Extracted records:
──────────────────────────────
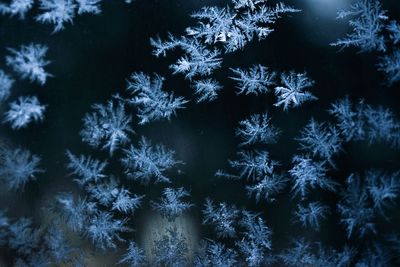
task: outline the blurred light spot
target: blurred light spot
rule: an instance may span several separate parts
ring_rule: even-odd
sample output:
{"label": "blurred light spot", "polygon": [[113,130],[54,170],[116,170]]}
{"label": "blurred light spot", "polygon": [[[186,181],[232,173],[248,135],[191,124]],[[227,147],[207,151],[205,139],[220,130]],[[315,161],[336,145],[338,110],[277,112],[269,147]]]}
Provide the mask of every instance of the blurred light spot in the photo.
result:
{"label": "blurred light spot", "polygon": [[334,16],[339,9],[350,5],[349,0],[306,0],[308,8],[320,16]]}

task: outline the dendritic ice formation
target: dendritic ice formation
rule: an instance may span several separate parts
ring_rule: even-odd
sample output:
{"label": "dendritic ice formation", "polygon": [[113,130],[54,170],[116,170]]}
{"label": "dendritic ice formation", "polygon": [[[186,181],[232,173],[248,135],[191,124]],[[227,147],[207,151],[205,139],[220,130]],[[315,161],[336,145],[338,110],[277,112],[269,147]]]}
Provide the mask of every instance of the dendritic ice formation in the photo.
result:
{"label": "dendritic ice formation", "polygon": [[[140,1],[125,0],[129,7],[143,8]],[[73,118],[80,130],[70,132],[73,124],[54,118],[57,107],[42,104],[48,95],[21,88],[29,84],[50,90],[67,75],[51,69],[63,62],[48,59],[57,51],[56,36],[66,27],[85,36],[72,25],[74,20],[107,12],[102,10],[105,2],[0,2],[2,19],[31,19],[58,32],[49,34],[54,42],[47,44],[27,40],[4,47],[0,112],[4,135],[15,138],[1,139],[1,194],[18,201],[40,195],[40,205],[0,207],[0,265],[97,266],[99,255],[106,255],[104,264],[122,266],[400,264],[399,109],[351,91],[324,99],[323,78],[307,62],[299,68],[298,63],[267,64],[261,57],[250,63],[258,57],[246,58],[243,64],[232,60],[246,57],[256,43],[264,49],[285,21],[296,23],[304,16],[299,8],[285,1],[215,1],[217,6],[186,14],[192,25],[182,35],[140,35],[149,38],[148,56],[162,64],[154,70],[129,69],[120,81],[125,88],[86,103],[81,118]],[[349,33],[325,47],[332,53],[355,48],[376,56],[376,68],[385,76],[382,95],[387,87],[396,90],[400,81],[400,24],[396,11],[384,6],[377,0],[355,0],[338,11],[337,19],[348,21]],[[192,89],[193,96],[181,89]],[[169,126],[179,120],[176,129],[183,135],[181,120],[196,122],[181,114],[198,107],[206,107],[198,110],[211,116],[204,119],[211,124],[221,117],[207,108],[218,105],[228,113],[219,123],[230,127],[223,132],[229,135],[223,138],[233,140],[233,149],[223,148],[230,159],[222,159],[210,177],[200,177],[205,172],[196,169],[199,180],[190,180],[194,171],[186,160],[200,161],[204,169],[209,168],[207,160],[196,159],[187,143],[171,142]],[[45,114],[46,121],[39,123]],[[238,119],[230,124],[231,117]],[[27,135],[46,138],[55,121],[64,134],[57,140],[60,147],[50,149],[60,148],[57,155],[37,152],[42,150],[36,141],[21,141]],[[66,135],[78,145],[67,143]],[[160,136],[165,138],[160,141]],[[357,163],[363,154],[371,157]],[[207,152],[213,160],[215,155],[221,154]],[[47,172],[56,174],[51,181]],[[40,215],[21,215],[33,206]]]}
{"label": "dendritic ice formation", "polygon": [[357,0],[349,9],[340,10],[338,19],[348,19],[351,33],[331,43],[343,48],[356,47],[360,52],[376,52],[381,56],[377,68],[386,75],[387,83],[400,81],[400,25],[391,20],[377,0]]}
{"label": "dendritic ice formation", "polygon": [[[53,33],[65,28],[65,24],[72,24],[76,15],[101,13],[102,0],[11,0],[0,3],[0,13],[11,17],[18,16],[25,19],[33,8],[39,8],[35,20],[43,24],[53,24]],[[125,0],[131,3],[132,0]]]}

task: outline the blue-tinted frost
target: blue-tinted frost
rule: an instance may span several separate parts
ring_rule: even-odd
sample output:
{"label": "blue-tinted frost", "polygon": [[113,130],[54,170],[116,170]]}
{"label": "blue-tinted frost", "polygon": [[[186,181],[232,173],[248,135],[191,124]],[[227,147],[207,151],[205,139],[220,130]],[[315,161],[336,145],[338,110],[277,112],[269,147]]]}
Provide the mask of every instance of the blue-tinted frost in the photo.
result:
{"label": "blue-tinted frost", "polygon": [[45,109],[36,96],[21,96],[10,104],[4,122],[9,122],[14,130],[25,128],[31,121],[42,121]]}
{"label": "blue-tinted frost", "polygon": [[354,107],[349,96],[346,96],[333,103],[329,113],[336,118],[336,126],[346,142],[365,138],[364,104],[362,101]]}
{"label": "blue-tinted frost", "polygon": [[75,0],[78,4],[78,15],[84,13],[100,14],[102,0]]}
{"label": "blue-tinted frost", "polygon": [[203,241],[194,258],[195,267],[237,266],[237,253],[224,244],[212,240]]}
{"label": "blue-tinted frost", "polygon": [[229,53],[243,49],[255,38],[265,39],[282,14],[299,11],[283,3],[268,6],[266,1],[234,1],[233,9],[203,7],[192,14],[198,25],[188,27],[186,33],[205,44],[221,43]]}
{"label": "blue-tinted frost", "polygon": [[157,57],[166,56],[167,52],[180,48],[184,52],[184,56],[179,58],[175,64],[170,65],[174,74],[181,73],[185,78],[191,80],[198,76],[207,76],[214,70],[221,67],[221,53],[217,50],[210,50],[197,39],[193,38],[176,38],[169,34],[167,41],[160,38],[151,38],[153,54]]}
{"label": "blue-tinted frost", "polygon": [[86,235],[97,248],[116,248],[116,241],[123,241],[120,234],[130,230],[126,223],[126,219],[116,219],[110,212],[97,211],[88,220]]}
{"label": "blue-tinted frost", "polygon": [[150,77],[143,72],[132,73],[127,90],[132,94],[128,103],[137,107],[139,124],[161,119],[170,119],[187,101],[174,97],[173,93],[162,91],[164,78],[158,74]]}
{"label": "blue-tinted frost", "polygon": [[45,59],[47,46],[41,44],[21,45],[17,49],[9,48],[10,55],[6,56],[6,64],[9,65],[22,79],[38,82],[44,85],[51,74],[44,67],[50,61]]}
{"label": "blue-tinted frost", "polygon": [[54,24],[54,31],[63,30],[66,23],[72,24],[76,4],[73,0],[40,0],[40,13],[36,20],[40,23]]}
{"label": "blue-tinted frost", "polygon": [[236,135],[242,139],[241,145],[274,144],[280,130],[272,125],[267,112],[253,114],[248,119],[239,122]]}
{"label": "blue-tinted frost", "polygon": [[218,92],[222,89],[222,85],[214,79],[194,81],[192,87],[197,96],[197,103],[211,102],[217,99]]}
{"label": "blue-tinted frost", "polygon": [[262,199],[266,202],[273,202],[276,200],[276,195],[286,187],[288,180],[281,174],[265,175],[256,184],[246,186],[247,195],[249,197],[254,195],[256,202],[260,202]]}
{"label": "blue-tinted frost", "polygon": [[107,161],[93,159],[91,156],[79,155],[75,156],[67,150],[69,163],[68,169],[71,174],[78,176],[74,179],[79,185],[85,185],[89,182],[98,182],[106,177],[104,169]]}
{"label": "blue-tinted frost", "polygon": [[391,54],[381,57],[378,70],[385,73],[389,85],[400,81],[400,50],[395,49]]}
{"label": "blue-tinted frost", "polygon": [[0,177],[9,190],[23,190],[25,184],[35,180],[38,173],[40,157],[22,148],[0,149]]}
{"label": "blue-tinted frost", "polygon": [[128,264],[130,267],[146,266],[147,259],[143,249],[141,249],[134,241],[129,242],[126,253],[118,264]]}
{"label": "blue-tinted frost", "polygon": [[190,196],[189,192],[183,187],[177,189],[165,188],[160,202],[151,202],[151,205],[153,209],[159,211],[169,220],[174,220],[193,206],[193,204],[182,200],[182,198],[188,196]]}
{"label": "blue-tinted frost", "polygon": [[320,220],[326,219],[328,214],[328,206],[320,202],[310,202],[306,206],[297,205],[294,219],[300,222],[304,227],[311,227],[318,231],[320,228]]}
──────────────────────────────
DIRECTIONS: Retype exactly the lines of the data above that fall between the line with "task: outline the dendritic ice formation" and the line with "Provide the mask of every instance of the dendritic", inclusive, and add nothing.

THE COMPLETED TASK:
task: outline the dendritic ice formation
target: dendritic ice formation
rule: an instance may span several separate parts
ring_rule: even-odd
sample output:
{"label": "dendritic ice formation", "polygon": [[113,130],[54,170],[116,170]]}
{"label": "dendritic ice formation", "polygon": [[[186,181],[232,173],[248,135],[191,124]],[[227,147],[207,151],[205,139],[220,130]],[[315,161],[336,145],[338,110],[277,112],[269,147]]]}
Provide the mask of every instance of the dendritic ice formation in the photo.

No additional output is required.